Set task: Using the records below, copy out exactly the line that contains "For practice, label the red wall panel" and every line that follows it, up to and including the last, and no others.

━━━ Data listing ━━━

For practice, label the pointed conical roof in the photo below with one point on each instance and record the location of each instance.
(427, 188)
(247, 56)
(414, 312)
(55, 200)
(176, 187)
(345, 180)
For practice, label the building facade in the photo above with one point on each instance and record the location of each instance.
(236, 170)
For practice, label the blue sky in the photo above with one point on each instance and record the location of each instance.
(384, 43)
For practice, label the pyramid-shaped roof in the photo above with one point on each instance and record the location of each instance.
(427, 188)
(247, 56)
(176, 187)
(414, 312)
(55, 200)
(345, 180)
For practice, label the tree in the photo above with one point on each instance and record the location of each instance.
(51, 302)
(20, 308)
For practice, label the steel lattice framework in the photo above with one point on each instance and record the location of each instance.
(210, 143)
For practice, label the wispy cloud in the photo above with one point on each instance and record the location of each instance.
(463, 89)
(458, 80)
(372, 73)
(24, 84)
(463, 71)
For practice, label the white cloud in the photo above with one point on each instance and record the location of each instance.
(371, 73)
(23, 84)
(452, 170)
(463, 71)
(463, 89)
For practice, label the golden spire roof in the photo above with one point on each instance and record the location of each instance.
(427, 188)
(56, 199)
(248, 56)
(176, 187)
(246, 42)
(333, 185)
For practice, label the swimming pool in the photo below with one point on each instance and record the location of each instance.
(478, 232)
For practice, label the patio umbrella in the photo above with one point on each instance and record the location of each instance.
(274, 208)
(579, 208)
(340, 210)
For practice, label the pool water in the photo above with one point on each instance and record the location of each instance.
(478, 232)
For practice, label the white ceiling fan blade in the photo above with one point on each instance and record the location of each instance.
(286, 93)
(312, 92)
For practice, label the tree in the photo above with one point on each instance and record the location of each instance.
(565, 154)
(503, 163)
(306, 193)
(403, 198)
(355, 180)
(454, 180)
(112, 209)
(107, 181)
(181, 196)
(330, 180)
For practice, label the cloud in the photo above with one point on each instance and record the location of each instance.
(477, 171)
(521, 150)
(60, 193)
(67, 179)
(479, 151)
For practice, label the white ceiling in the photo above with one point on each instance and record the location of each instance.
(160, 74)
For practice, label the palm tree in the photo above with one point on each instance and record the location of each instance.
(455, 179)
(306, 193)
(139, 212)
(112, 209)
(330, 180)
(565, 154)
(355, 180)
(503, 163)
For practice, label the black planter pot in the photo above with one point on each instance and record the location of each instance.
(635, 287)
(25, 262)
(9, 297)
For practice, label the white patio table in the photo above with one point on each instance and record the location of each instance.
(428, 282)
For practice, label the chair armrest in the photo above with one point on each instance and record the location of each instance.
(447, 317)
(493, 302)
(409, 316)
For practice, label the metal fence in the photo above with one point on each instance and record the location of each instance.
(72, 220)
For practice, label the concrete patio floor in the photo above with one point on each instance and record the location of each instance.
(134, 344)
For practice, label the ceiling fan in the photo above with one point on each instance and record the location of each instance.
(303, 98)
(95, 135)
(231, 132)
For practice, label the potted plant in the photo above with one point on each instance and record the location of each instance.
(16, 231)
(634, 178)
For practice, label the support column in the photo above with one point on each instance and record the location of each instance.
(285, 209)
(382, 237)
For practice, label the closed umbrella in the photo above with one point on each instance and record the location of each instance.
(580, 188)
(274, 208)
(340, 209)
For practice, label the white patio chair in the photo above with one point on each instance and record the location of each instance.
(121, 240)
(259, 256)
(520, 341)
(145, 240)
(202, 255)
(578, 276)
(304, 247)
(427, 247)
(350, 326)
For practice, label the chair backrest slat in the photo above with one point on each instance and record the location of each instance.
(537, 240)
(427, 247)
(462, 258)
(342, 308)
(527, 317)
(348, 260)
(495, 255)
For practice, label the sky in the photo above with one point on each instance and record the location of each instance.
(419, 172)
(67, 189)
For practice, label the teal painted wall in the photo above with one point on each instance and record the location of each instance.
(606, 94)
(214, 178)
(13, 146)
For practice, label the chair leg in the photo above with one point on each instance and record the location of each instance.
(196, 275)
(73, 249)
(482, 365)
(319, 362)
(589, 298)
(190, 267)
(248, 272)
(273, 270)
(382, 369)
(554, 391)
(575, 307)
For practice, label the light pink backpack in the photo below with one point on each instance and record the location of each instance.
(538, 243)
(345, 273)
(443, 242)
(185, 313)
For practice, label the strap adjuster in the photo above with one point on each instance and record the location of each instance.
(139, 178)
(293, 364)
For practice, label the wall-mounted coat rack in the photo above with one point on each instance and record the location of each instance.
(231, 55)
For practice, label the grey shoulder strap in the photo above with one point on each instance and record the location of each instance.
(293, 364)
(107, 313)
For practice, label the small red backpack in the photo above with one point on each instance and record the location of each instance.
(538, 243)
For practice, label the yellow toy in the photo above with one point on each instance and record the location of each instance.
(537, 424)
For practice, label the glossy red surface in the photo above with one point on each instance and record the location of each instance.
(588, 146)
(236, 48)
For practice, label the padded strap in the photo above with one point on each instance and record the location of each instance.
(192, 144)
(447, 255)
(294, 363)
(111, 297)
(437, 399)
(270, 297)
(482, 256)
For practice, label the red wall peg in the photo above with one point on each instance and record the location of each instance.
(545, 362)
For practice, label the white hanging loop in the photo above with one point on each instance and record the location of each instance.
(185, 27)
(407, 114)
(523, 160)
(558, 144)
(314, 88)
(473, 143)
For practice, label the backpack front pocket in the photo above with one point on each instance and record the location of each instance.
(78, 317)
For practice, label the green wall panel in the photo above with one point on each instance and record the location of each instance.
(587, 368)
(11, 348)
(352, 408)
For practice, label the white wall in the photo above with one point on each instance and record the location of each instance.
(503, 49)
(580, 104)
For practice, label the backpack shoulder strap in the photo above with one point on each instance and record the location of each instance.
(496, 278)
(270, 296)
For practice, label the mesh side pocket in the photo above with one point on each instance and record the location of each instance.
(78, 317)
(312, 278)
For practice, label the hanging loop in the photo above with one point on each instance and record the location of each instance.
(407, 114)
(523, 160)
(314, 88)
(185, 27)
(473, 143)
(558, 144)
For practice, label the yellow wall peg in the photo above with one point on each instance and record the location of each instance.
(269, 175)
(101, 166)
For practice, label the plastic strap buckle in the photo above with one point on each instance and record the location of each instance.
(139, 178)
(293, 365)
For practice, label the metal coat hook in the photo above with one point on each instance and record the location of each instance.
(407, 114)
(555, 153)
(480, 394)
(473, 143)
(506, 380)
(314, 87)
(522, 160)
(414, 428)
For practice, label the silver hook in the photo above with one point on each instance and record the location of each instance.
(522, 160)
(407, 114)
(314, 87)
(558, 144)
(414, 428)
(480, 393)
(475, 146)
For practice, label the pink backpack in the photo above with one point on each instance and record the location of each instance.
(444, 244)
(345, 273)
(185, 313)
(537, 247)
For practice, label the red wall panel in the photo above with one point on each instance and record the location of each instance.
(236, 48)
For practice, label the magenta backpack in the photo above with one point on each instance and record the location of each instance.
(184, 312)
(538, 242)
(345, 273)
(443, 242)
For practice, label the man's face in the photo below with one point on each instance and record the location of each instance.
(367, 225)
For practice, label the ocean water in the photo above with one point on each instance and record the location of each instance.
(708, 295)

━━━

Problem solution:
For practice, label the red wall panel in the photo above with one point on each instance and record the location of each instance.
(236, 48)
For practice, label the magenta backpack in the photo above with one point on each instance and record the location of each instance.
(184, 312)
(538, 242)
(345, 273)
(443, 242)
For practice, label the man's face in the photo below with one point on each instance and record the location of each instance.
(367, 225)
For practice, label the ocean water in the photo above with one point on each instance and record the location of each instance.
(708, 295)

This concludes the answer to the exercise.